**YOUR GOAL:** Print the listing that follows, character for character.

+---+

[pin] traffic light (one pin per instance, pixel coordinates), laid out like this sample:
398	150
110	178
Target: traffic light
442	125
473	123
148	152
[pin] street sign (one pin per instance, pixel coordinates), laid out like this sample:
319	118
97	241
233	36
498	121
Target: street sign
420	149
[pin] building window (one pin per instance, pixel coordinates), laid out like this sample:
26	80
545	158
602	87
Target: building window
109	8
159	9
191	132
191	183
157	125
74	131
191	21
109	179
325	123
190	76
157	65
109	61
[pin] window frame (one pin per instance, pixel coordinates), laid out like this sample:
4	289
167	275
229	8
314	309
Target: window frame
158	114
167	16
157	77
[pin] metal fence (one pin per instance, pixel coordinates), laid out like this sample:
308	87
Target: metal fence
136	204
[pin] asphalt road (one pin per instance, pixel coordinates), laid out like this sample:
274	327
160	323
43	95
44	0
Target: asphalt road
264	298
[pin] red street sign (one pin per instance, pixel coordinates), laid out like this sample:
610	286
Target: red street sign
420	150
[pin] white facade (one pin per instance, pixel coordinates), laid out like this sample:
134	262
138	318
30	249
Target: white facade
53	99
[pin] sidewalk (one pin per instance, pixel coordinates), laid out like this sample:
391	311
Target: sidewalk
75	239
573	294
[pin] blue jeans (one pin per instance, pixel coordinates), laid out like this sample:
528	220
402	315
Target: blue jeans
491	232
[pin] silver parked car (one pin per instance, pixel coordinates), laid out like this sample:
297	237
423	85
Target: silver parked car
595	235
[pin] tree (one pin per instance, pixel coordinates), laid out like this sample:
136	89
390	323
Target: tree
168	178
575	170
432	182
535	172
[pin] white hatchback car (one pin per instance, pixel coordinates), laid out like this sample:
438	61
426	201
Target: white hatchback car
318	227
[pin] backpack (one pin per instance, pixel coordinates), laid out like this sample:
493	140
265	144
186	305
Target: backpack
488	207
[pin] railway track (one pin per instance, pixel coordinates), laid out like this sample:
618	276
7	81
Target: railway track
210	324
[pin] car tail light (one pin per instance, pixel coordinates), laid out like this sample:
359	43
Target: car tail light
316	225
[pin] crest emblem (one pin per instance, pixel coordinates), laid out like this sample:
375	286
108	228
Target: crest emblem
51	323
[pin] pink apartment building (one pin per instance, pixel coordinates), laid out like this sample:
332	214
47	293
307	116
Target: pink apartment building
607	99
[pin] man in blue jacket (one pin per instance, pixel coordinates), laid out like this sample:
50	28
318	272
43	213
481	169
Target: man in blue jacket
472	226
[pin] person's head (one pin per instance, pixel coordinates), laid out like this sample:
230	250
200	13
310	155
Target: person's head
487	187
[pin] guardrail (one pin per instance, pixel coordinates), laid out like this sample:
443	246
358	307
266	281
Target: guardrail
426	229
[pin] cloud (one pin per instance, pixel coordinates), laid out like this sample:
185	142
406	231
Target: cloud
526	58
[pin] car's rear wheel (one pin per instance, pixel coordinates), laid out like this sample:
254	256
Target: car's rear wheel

+---+

**WRITTEN SOLUTION:**
[pin] traffic light (one pin per instance, pixel coordinates), laid out like this sample:
398	150
110	178
Target: traffic light
442	125
473	123
148	152
[pin] street sign (one pin per instance, pixel coordinates), laid out like this sample:
319	118
97	241
233	36
498	121
Target: street sign
420	149
[pin] building window (one pin per instance, pixel coordinates), laid out like this sample:
26	80
545	158
602	87
Target: building window
109	8
159	9
191	132
191	183
157	125
74	131
191	21
109	179
325	123
190	76
157	65
109	61
[pin] window frame (one pin per instance, pixel coordinates), laid out like this sample:
4	289
167	275
229	8
314	309
Target: window frame
158	114
167	16
157	77
[pin] metal fence (one pin per instance, pixel coordinates), laid out like this sample:
308	87
Target: metal fence
136	204
[pin] asphalt road (one pin per instance, pixel coordinates), laid out like this sample:
274	327
160	323
43	95
44	0
Target: asphalt road
264	298
[pin] red street sign (one pin per instance, pixel coordinates), laid out like this sample:
610	286
Target: red street sign
420	150
[pin] white facade (one pin per instance, pixel coordinates), laid out like this sample:
134	262
138	318
30	249
Target: white facade
53	99
[pin] sidewalk (one pin per instance, pixel coordinates), laid out like this sample:
391	311
Target: sidewalk
75	239
573	294
[pin] blue jeans (one pin per instance, pixel coordinates), laid out like this sample:
528	220
402	315
Target: blue jeans
491	232
[pin] silver parked car (one pin per instance, pixel coordinates), laid out like this sample:
297	237
423	85
Target: silver parked car
595	235
[pin] tree (one pin per instance, pixel coordinates), laid out like this sample:
136	89
390	323
Target: tree
168	178
575	170
432	182
535	172
[pin] white hatchback car (one pin per instance, pixel coordinates), laid out like this sample:
438	61
426	201
Target: white hatchback car
318	227
[pin] backpack (one pin per instance, pixel coordinates), laid out like this sample:
493	140
265	144
186	305
Target: backpack
488	207
[pin] railway track (one pin per instance, pixel coordinates), laid out like this sample:
618	276
7	81
Target: railway track
210	324
[pin] car tail light (one pin per instance, pixel coordinates), laid out like this sample:
359	43
Target: car tail light
316	225
[pin] crest emblem (one pin per instance, pixel coordinates), laid out like this sample:
375	286
108	228
Target: crest emblem
51	323
[pin] pink apartment building (one pin per instance, pixel coordinates), laid out like this sample:
332	214
47	293
307	116
Target: pink apartment building
607	99
[pin] man in blue jacket (one pin per instance, pixel coordinates), laid out like this sample:
50	28
318	272
43	213
481	169
Target: man in blue jacket
472	226
[pin] person's head (one pin per instance, pixel coordinates), laid out like this sample:
230	250
200	13
310	155
Target: person's head
487	187
[pin] guardrail (one pin per instance, pixel coordinates), laid out like this sample:
443	246
358	307
266	281
Target: guardrail
426	229
[pin] cloud (one pin per instance, pixel coordinates), laid out like this sample:
185	142
406	231
Target: cloud
526	58
[pin] car's rear wheel (one pin per instance, pixel coordinates), laid out like this sample:
254	256
Target: car's rear wheel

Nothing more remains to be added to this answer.